** START OF Dataset entries **
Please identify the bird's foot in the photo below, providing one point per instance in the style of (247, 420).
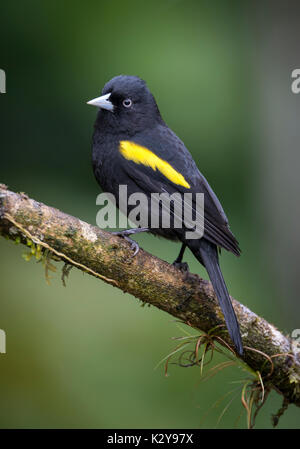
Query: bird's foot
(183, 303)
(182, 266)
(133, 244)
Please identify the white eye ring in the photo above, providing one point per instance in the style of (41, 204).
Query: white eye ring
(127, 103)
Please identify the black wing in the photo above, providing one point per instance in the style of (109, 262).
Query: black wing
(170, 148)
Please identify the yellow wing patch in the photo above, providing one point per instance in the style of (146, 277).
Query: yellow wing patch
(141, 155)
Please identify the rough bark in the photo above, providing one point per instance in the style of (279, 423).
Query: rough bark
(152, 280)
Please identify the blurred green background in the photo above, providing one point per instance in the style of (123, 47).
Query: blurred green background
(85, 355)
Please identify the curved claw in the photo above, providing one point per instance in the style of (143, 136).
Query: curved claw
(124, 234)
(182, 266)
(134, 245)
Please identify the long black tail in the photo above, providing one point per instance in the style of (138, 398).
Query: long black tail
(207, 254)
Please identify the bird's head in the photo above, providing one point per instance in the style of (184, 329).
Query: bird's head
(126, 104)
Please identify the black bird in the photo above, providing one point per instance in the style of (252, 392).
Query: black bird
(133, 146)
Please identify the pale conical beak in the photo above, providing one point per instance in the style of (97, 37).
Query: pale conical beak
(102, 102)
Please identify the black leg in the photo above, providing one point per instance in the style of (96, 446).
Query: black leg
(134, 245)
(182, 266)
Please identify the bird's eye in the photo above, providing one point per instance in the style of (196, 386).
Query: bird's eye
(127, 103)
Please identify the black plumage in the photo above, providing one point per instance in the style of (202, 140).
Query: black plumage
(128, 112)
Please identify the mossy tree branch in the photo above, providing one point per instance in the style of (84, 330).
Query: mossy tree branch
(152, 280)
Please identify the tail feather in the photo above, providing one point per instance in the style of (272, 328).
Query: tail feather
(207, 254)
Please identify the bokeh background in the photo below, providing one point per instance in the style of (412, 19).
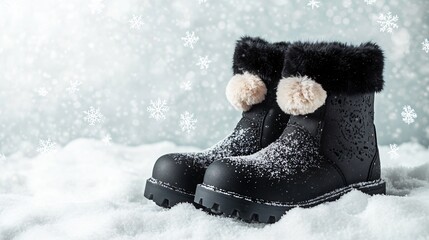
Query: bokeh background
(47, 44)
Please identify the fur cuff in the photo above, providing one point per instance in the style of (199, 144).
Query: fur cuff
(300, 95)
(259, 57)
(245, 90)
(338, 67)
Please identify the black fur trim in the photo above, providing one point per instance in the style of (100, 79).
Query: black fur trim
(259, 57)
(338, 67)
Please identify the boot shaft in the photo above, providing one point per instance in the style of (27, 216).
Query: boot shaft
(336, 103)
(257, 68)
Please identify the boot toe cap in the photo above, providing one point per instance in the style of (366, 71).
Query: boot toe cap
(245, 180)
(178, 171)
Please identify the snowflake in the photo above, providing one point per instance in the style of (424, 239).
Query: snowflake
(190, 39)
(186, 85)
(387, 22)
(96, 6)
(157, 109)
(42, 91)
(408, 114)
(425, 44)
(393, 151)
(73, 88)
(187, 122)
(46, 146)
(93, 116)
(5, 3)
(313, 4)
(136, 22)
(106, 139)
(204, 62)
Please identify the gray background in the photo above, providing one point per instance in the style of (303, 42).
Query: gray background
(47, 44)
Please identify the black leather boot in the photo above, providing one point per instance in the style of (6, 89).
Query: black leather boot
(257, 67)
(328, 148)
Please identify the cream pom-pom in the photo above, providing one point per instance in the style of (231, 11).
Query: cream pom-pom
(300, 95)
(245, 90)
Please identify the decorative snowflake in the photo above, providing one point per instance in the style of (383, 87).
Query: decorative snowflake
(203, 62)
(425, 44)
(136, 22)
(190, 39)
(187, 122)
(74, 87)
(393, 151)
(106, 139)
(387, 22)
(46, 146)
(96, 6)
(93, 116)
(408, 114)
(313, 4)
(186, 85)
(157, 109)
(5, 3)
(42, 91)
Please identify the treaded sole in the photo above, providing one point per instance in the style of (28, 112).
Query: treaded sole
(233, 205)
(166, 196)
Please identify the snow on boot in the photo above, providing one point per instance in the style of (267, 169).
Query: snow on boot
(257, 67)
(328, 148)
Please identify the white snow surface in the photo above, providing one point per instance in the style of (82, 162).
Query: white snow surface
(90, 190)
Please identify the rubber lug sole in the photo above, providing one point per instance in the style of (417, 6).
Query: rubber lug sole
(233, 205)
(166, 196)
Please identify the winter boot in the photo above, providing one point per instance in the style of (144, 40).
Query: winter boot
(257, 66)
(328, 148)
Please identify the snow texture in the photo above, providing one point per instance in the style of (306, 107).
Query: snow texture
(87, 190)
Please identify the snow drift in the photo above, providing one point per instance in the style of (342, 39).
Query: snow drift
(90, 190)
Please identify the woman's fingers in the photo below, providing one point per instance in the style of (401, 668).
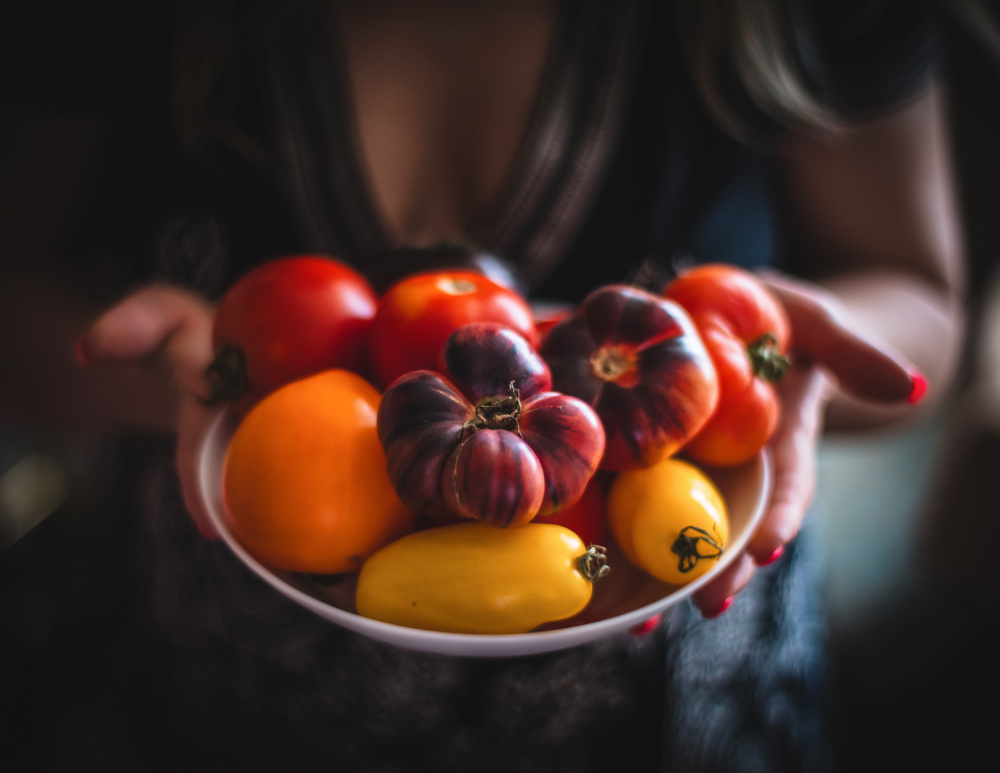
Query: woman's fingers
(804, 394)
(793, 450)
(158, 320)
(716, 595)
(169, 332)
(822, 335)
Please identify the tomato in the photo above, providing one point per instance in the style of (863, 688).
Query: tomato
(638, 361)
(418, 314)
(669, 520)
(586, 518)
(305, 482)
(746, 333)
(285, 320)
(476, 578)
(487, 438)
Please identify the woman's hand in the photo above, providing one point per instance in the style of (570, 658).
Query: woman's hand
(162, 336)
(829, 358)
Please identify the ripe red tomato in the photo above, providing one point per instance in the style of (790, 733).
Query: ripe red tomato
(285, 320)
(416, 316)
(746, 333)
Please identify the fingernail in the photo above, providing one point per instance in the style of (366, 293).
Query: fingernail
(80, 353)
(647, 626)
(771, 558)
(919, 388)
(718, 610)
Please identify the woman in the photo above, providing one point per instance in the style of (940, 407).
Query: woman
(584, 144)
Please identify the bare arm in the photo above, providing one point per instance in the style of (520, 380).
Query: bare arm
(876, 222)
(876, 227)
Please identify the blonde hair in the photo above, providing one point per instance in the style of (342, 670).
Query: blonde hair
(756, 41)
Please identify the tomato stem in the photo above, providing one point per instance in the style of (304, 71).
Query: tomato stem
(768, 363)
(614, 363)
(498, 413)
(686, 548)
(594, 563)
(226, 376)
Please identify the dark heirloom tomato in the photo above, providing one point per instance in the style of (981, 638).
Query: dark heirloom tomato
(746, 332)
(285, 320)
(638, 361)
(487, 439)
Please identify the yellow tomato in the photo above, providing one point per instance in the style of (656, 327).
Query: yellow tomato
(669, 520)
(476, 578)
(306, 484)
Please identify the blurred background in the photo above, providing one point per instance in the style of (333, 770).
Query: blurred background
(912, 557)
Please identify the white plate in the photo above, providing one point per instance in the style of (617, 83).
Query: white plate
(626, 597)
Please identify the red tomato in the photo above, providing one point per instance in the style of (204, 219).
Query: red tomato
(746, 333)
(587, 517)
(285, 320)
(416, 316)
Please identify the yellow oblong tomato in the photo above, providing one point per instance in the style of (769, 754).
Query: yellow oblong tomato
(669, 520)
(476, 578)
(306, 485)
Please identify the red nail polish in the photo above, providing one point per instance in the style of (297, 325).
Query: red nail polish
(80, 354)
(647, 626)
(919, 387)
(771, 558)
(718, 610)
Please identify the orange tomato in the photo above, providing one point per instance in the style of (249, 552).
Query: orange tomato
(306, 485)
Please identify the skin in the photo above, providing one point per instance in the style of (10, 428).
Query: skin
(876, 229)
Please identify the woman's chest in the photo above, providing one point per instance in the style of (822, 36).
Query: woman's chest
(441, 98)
** END OF Dataset entries **
• Your instructions
Convert every line of the records above into a JSON list of strings, one string per line, leaving out blank lines and the pictures.

• Full output
[
  "Please identify the bird's foot in the photo below, providing one point per instance in the style of (247, 420).",
  "Query: bird's foot",
  "(183, 303)",
  "(182, 266)",
  "(133, 244)",
  "Please identify the white eye ring in the photo above, providing one point per instance in the style of (41, 204).",
  "Query: white eye ring",
  "(127, 103)",
  "Please identify the black wing in the photo above, providing one point per instance in the style of (109, 262).",
  "Query: black wing",
  "(170, 148)",
  "Please identify the yellow wing patch in the photo above, providing one point per instance in the style of (146, 277).",
  "Query: yellow wing patch",
  "(141, 155)",
  "Please identify the rough bark in the photo above, providing one point per instance in the style of (279, 423).",
  "Query: rough bark",
  "(152, 280)",
  "Please identify the blurred green background in the photo above, providing one point per instance in the style of (123, 47).",
  "Query: blurred green background",
  "(85, 355)",
  "Please identify the curved claw in the photo above, providing one point per instance in the style of (143, 136).",
  "Query: curved claw",
  "(124, 234)",
  "(182, 266)",
  "(134, 245)",
  "Please identify the long black tail in the photo above, providing one point per instance in the style of (138, 398).",
  "Query: long black tail",
  "(207, 254)",
  "Please identify the bird's head in the photo above, providing one point per instance in the style of (184, 329).",
  "Query: bird's head",
  "(126, 104)",
  "Please identify the black bird in the photo above, providing one point per instance in the style of (252, 392).",
  "Query: black bird",
  "(133, 146)",
  "Please identify the pale conical beak in the photo above, providing one point per instance in the style of (97, 37).",
  "Query: pale conical beak",
  "(102, 102)",
  "Please identify the black leg in the photo above, providing one point per instance in the style of (96, 446).",
  "Query: black leg",
  "(134, 245)",
  "(182, 266)",
  "Please identify the bird's eye in the photo above, providing one point per instance in the style of (196, 386).",
  "Query: bird's eye",
  "(127, 103)",
  "Please identify the black plumage in the photo above, providing one point per instance in the style of (202, 140).",
  "Query: black plumage",
  "(128, 112)",
  "Please identify the mossy tree branch in the photo above, providing one point per instance in the style of (84, 330).",
  "Query: mossy tree branch",
  "(152, 280)",
  "Please identify the tail feather in the photo above, providing one point per instance in the style of (272, 328).",
  "Query: tail feather",
  "(207, 254)",
  "Please identify the bokeh background in the photo below, providing one point per instance in the style of (412, 19).",
  "Query: bokeh background",
  "(47, 44)",
  "Please identify the fur cuff in the photo above, providing one point per instance in the style of (199, 144).",
  "Query: fur cuff",
  "(300, 95)",
  "(259, 57)",
  "(245, 90)",
  "(338, 67)",
  "Please identify the black fur trim in the photo above, providing one point per instance in the style of (100, 79).",
  "Query: black fur trim",
  "(259, 57)",
  "(338, 67)",
  "Please identify the boot shaft in the photo above, providing one point per instance in the style of (27, 216).",
  "Query: boot shaft",
  "(336, 103)",
  "(257, 68)",
  "Please identify the boot toe cap in the photo above, providing one point per instance in the style of (366, 71).",
  "Query: boot toe cap",
  "(245, 180)",
  "(178, 171)",
  "Please identify the snowflake in the photo above, providing one point per instance in the style of (424, 239).",
  "Query: snowflake",
  "(190, 39)",
  "(186, 85)",
  "(387, 22)",
  "(96, 6)",
  "(157, 109)",
  "(42, 91)",
  "(408, 114)",
  "(425, 44)",
  "(393, 151)",
  "(73, 88)",
  "(187, 122)",
  "(46, 146)",
  "(93, 116)",
  "(5, 3)",
  "(313, 4)",
  "(136, 22)",
  "(106, 139)",
  "(204, 62)",
  "Please identify the gray background in the photo above, providing one point per instance in the style of (303, 42).",
  "Query: gray background",
  "(47, 44)",
  "Please identify the black leather boot in the photo above, providing one point per instance in the style of (6, 89).",
  "Query: black leather boot",
  "(257, 67)",
  "(328, 148)",
  "Please identify the cream pom-pom in the photo above, providing one point per instance in the style of (231, 11).",
  "Query: cream pom-pom",
  "(300, 95)",
  "(245, 90)",
  "Please identify the decorative snowflake in the photo above, providing one point per instance in the style of (383, 87).",
  "Query: decorative snowflake",
  "(203, 62)",
  "(425, 44)",
  "(136, 22)",
  "(190, 39)",
  "(187, 122)",
  "(74, 87)",
  "(393, 151)",
  "(106, 139)",
  "(387, 22)",
  "(46, 146)",
  "(96, 6)",
  "(93, 116)",
  "(408, 114)",
  "(313, 4)",
  "(186, 85)",
  "(157, 109)",
  "(5, 3)",
  "(42, 91)",
  "Please identify the treaded sole in the photo above, providing one point per instance in the style of (28, 112).",
  "Query: treaded sole",
  "(233, 205)",
  "(166, 196)",
  "Please identify the snow on boot in the photo above, providing one point per instance in the style of (267, 169).",
  "Query: snow on boot",
  "(257, 67)",
  "(328, 148)",
  "Please identify the white snow surface in the photo above, providing one point per instance in the style of (82, 162).",
  "Query: white snow surface",
  "(90, 190)",
  "Please identify the rubber lug sole in the photo above, providing one point per instance in the style of (417, 6).",
  "Query: rubber lug sole",
  "(233, 205)",
  "(166, 196)",
  "Please identify the winter boot in the photo above, providing one point per instance in the style of (144, 40).",
  "Query: winter boot",
  "(257, 66)",
  "(328, 148)",
  "Please identify the snow texture in the photo above, providing one point per instance in the style of (306, 107).",
  "Query: snow texture",
  "(87, 190)",
  "Please identify the snow drift in the photo above, providing one point per instance in the style of (342, 39).",
  "Query: snow drift",
  "(90, 190)",
  "Please identify the woman's fingers in the photo below, providing one point per instance in the style of (401, 668).",
  "Query: woman's fingers",
  "(804, 394)",
  "(793, 450)",
  "(158, 320)",
  "(716, 595)",
  "(169, 332)",
  "(822, 335)",
  "Please identify the tomato in the photo above, providing one point per instance in the style of (863, 688).",
  "Query: tomato",
  "(638, 361)",
  "(418, 314)",
  "(669, 520)",
  "(586, 518)",
  "(305, 482)",
  "(746, 333)",
  "(285, 320)",
  "(476, 578)",
  "(487, 438)",
  "Please identify the woman's hand in the photo above, providing one point per instance in the style of (570, 658).",
  "Query: woman's hand",
  "(162, 336)",
  "(829, 358)",
  "Please identify the ripe red tomato in the photo above, providing one point per instance in the style of (790, 733).",
  "Query: ripe red tomato",
  "(285, 320)",
  "(416, 316)",
  "(746, 333)",
  "Please identify the fingernail in the photo above, providing one point per instance in the style of (366, 293).",
  "Query: fingernail",
  "(80, 353)",
  "(647, 626)",
  "(771, 558)",
  "(919, 388)",
  "(718, 610)",
  "Please identify the woman in the photo above, providing one point per instance in the style of (940, 407).",
  "Query: woman",
  "(584, 144)",
  "Please identify the bare arm in the photo above, providing one point per instance in the style of (520, 380).",
  "Query: bare arm",
  "(876, 222)",
  "(876, 227)",
  "Please identify the blonde hair in the photo above, providing one point per instance in the style of (342, 670).",
  "Query: blonde hair",
  "(756, 41)",
  "Please identify the tomato stem in the photo above, providing one point per instance in the style of (304, 71).",
  "Query: tomato stem",
  "(768, 363)",
  "(614, 363)",
  "(498, 413)",
  "(686, 548)",
  "(594, 563)",
  "(226, 376)",
  "Please identify the dark heirloom tomato in the photo above, providing one point per instance in the style of (981, 638).",
  "Query: dark heirloom tomato",
  "(746, 332)",
  "(285, 320)",
  "(638, 361)",
  "(487, 439)",
  "Please identify the yellow tomato in the photo above, providing one point per instance in the style of (656, 327).",
  "Query: yellow tomato",
  "(669, 520)",
  "(476, 578)",
  "(306, 484)",
  "Please identify the blurred background in the photo above, providing one point per instance in the style of (333, 770).",
  "Query: blurred background",
  "(912, 557)",
  "Please identify the white plate in the photo above, providing one point per instance in the style of (617, 83).",
  "Query: white plate",
  "(626, 597)",
  "Please identify the red tomato in the photo above, providing one point per instance in the style of (204, 219).",
  "Query: red tomato",
  "(746, 333)",
  "(587, 517)",
  "(285, 320)",
  "(416, 316)",
  "Please identify the yellow oblong tomato in the photo above, providing one point per instance in the style of (769, 754).",
  "Query: yellow oblong tomato",
  "(669, 520)",
  "(476, 578)",
  "(306, 485)",
  "Please identify the red nail polish in the photo above, providing one point per instance in the style of (297, 325).",
  "Query: red nail polish",
  "(80, 354)",
  "(647, 626)",
  "(919, 387)",
  "(771, 558)",
  "(718, 610)",
  "Please identify the orange tomato in the photo above, providing one point per instance in the style of (249, 552).",
  "Query: orange tomato",
  "(306, 485)",
  "Please identify the skin in the photo above, providing one point per instance in the style of (10, 428).",
  "Query: skin",
  "(876, 229)",
  "Please identify the woman's chest in the photo above, providing one point per instance in the style of (822, 36).",
  "Query: woman's chest",
  "(441, 98)"
]